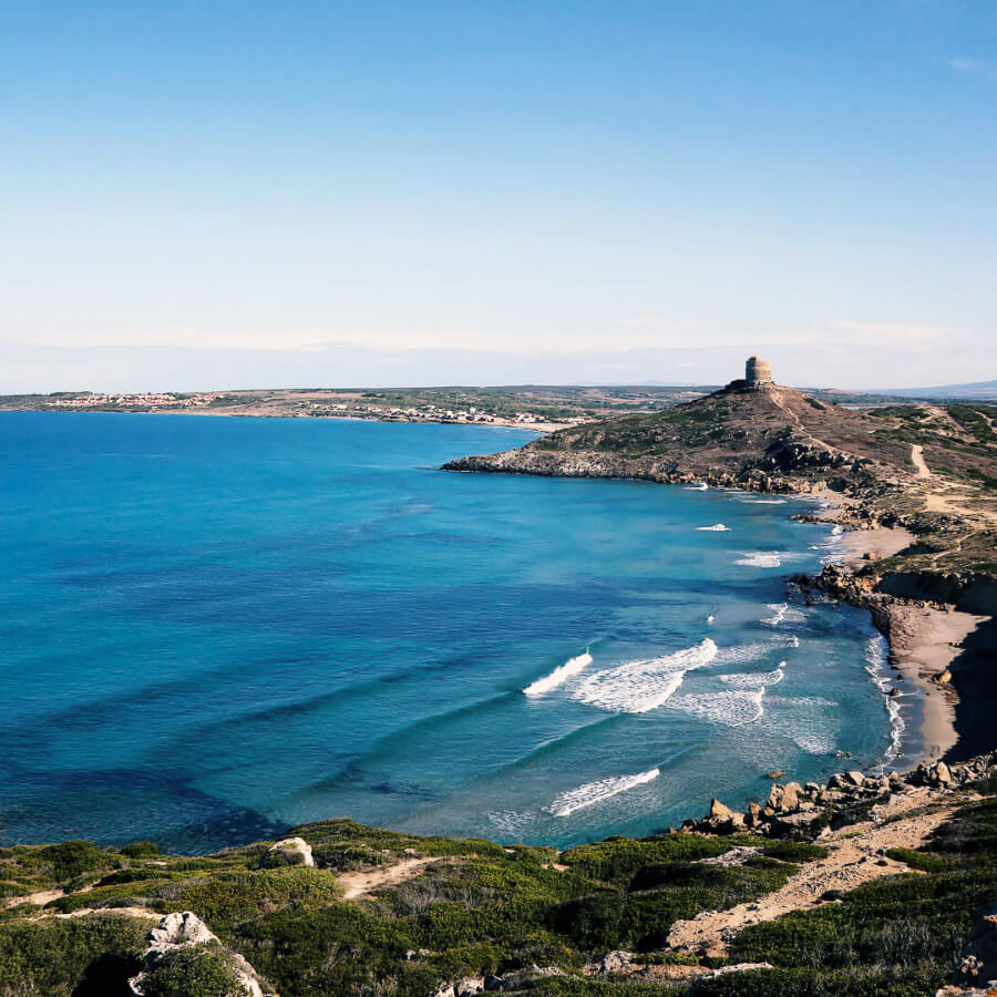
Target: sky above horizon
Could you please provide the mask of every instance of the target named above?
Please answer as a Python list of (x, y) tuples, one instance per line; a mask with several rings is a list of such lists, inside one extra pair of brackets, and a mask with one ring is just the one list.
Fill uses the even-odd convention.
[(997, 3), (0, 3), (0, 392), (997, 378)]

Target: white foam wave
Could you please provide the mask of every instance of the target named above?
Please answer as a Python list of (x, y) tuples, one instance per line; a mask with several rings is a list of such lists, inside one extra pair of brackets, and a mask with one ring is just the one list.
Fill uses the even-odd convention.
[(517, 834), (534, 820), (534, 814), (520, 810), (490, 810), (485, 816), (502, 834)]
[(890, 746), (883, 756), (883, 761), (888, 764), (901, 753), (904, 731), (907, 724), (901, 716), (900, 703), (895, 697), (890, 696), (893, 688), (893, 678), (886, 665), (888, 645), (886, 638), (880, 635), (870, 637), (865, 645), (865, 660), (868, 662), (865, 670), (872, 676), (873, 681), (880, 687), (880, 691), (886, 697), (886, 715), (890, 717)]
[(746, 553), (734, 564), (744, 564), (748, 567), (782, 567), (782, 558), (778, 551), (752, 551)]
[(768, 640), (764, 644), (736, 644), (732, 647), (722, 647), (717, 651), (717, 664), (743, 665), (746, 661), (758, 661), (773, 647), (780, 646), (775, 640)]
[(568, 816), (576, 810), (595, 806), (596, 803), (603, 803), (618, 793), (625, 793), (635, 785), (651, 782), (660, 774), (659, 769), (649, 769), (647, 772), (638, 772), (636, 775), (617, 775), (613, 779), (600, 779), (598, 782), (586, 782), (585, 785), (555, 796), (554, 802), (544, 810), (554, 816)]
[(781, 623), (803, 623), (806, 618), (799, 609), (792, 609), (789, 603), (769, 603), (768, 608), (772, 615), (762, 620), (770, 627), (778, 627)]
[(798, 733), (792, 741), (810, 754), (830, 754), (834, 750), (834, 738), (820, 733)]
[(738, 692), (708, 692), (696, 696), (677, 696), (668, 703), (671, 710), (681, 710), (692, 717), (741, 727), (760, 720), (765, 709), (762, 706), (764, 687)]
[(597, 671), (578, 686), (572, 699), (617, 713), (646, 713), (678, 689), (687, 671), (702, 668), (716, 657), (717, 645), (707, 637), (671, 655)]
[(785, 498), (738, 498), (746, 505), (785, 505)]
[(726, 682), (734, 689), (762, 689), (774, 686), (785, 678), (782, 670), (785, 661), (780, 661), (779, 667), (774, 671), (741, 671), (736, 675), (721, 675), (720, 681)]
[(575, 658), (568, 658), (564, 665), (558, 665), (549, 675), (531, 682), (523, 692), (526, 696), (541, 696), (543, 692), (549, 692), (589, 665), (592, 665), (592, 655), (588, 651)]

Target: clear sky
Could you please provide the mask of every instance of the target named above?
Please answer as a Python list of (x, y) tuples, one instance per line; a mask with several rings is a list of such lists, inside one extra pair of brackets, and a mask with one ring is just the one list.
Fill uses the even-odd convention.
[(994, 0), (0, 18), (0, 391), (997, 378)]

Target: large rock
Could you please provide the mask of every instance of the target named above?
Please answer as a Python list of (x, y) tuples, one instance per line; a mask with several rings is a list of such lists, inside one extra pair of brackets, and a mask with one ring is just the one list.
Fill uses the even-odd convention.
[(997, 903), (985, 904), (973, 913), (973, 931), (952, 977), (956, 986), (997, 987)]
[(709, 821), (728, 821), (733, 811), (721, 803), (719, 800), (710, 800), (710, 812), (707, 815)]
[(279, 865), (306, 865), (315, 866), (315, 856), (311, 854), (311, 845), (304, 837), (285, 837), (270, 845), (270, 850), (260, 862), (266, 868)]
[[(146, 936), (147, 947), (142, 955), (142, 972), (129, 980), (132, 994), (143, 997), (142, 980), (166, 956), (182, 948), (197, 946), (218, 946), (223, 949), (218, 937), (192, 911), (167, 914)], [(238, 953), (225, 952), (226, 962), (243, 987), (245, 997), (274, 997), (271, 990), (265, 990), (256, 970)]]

■ ■ ■

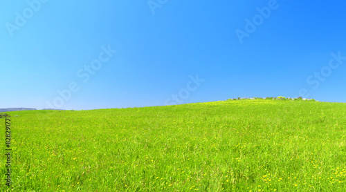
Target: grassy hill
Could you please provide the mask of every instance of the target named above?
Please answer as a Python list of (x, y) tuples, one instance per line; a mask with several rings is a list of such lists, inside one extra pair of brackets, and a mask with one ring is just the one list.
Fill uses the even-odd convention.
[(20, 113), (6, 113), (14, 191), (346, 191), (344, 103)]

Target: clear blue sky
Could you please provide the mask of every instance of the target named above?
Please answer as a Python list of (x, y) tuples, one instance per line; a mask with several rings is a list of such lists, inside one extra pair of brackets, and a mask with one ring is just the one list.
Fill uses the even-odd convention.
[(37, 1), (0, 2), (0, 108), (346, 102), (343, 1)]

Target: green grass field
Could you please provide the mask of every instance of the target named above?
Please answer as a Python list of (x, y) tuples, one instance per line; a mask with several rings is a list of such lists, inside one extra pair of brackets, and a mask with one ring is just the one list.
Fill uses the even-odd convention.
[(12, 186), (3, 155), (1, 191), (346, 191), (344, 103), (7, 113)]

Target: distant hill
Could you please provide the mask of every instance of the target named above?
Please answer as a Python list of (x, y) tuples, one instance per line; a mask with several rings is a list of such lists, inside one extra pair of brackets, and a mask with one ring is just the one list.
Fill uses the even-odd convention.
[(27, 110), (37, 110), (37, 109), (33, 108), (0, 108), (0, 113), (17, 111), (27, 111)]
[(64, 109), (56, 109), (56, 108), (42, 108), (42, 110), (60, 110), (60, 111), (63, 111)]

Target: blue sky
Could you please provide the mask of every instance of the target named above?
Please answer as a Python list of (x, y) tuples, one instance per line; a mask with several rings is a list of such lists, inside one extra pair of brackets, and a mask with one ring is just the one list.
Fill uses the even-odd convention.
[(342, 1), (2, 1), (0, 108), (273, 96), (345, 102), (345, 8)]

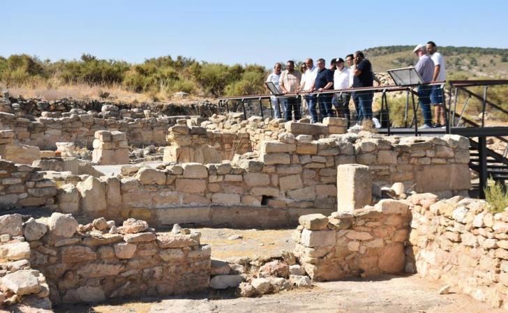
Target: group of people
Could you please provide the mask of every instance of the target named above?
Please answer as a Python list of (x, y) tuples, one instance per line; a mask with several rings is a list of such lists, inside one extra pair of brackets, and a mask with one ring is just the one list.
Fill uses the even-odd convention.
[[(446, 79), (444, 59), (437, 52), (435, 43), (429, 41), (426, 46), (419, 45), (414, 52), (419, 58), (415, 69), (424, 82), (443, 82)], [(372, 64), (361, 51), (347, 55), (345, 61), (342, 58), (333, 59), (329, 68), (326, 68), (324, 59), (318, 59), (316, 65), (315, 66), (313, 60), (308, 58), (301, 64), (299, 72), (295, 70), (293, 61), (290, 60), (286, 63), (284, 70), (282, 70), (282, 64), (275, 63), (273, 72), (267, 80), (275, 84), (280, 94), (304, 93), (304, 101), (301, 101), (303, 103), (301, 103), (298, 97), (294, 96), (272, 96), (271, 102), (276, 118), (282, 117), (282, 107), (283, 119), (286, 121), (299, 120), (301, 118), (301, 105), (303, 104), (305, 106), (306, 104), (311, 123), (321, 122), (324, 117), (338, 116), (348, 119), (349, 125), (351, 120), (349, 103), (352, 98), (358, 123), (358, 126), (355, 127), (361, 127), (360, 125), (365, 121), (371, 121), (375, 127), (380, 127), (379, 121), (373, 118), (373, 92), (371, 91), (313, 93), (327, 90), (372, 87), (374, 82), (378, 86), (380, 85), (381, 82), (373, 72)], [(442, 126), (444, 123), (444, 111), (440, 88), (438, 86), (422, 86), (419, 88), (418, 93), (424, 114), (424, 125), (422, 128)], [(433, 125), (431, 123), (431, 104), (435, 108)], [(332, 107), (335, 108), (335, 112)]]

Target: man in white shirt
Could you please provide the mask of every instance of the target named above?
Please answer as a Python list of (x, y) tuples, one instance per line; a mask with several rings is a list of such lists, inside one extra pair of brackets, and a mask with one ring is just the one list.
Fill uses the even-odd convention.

■ ■ ■

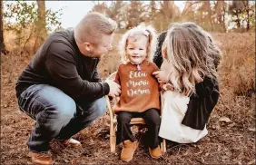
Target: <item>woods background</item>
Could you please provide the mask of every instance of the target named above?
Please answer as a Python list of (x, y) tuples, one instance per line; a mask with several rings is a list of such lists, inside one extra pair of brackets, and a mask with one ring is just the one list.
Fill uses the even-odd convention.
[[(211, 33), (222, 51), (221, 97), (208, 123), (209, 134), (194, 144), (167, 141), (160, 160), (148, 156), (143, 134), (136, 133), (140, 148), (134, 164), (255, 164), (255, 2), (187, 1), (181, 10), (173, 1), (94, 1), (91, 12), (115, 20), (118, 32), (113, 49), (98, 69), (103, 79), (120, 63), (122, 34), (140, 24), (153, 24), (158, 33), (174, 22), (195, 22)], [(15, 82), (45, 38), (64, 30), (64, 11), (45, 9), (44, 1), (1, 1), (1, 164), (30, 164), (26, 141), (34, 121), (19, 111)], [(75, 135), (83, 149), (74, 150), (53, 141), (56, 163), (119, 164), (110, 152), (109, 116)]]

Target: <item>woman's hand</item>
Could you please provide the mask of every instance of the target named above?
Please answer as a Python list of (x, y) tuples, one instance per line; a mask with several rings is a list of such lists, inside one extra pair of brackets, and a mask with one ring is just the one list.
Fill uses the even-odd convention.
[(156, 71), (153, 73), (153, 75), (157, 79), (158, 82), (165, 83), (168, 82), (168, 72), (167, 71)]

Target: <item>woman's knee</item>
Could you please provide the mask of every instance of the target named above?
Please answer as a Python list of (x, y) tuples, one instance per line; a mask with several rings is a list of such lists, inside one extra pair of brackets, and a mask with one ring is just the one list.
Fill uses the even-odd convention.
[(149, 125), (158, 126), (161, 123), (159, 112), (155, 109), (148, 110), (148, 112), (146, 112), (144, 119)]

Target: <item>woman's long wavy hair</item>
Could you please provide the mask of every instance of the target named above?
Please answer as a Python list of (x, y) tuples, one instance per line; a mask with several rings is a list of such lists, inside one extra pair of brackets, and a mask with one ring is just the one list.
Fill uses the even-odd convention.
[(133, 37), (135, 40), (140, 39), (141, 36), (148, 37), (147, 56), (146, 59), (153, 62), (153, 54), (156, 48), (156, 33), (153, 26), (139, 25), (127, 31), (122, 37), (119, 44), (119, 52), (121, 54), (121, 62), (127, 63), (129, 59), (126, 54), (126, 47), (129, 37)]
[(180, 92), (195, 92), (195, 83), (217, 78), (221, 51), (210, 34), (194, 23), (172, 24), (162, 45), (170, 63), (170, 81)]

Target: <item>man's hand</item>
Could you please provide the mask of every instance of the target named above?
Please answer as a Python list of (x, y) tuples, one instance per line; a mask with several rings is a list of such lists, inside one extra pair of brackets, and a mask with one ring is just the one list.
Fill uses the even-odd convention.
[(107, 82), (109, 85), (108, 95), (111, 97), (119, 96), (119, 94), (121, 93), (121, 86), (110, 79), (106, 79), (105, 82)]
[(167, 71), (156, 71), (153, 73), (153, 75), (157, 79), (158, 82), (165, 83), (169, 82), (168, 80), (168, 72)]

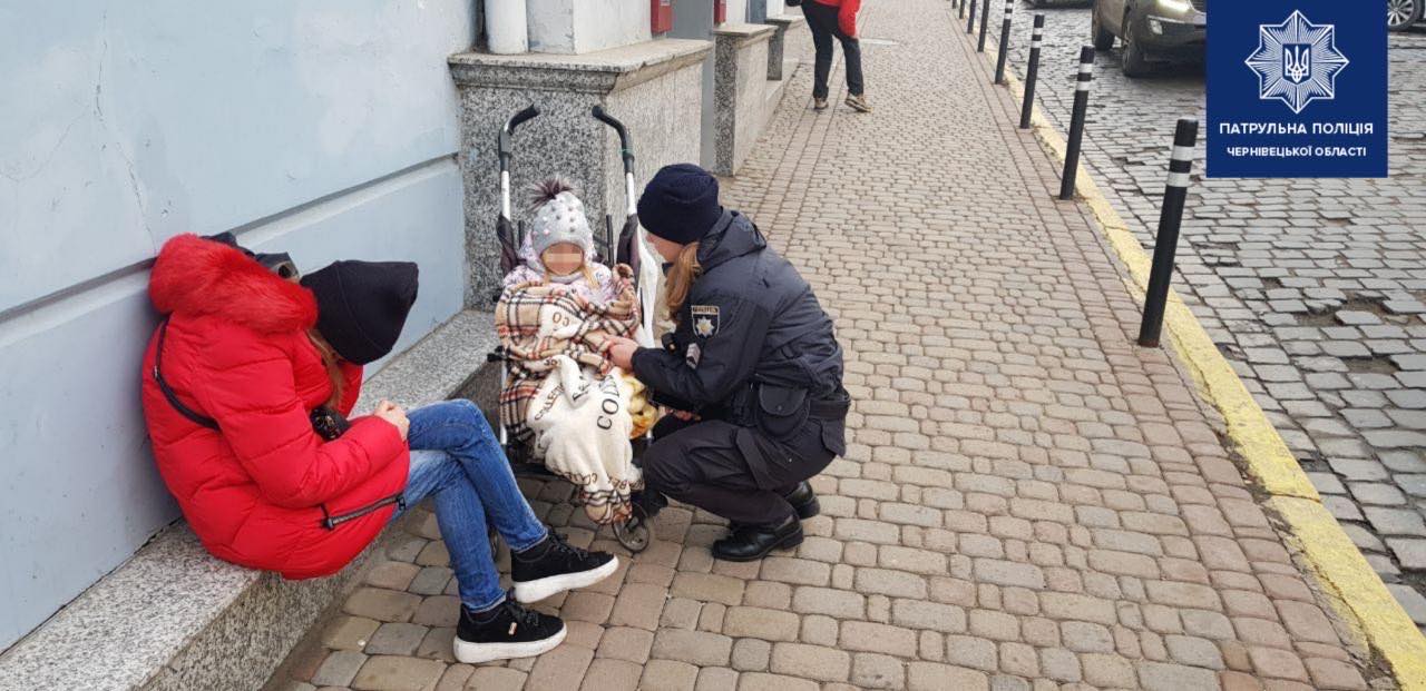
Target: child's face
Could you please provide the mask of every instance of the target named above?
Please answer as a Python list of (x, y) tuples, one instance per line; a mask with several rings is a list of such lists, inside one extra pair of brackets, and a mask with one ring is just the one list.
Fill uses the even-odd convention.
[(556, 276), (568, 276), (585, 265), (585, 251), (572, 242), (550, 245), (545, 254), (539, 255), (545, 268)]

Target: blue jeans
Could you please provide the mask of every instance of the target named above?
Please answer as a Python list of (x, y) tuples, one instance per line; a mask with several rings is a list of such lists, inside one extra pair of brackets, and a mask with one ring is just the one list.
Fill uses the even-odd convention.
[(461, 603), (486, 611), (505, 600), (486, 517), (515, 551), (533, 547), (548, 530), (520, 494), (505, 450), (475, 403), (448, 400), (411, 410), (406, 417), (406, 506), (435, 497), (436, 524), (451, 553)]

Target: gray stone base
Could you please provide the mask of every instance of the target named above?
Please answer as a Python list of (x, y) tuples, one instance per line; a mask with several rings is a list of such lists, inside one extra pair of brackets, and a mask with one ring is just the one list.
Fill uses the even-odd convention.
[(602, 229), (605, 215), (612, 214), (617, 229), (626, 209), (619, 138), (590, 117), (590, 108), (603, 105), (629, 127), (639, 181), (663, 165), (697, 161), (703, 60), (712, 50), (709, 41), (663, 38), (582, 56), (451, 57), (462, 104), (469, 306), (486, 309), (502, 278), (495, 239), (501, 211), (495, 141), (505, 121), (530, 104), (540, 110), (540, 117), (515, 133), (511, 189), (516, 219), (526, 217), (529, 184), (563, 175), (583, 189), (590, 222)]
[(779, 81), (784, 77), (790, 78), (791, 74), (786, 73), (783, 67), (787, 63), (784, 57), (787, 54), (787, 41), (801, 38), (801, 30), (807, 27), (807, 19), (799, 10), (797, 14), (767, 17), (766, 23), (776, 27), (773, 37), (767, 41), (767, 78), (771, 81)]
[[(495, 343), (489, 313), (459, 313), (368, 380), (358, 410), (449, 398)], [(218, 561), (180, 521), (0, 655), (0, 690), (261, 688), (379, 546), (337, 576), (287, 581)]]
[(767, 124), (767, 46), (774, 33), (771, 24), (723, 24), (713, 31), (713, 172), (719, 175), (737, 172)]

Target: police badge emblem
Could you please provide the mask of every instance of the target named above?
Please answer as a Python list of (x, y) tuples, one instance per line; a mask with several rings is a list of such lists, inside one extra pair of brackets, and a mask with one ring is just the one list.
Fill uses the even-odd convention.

■ ■ ■

#### Exercise directions
Write out the rows again from the line containing "Target: child's face" down to the line containing "524), (451, 553)]", both included, with "blue jeans" renamed to "denim pants" and nothing else changed.

#### Answer to this exercise
Target: child's face
Could you please provide the mask of every instance of the target named above?
Please answer as a Python list of (x, y) tuples, one instance per line; a mask with several rings is a list of such lists, inside one extra pair of brackets, and a mask with one ring is just the one list.
Fill uses the even-odd convention.
[(556, 276), (568, 276), (585, 265), (585, 251), (572, 242), (550, 245), (545, 254), (539, 255), (545, 268)]

Target: denim pants
Could you please provide the mask of every instance of the target named above?
Please answer as a Python list of (x, y) tuples, one instance per line; a mask with several rings is a list of such lists, inside one extra pair of brackets, and a mask with one ring is just the one list.
Fill uses the even-odd convention.
[(461, 603), (486, 611), (505, 600), (486, 517), (515, 551), (533, 547), (548, 530), (520, 494), (505, 450), (475, 403), (448, 400), (411, 410), (406, 417), (406, 506), (435, 497), (436, 524), (451, 553)]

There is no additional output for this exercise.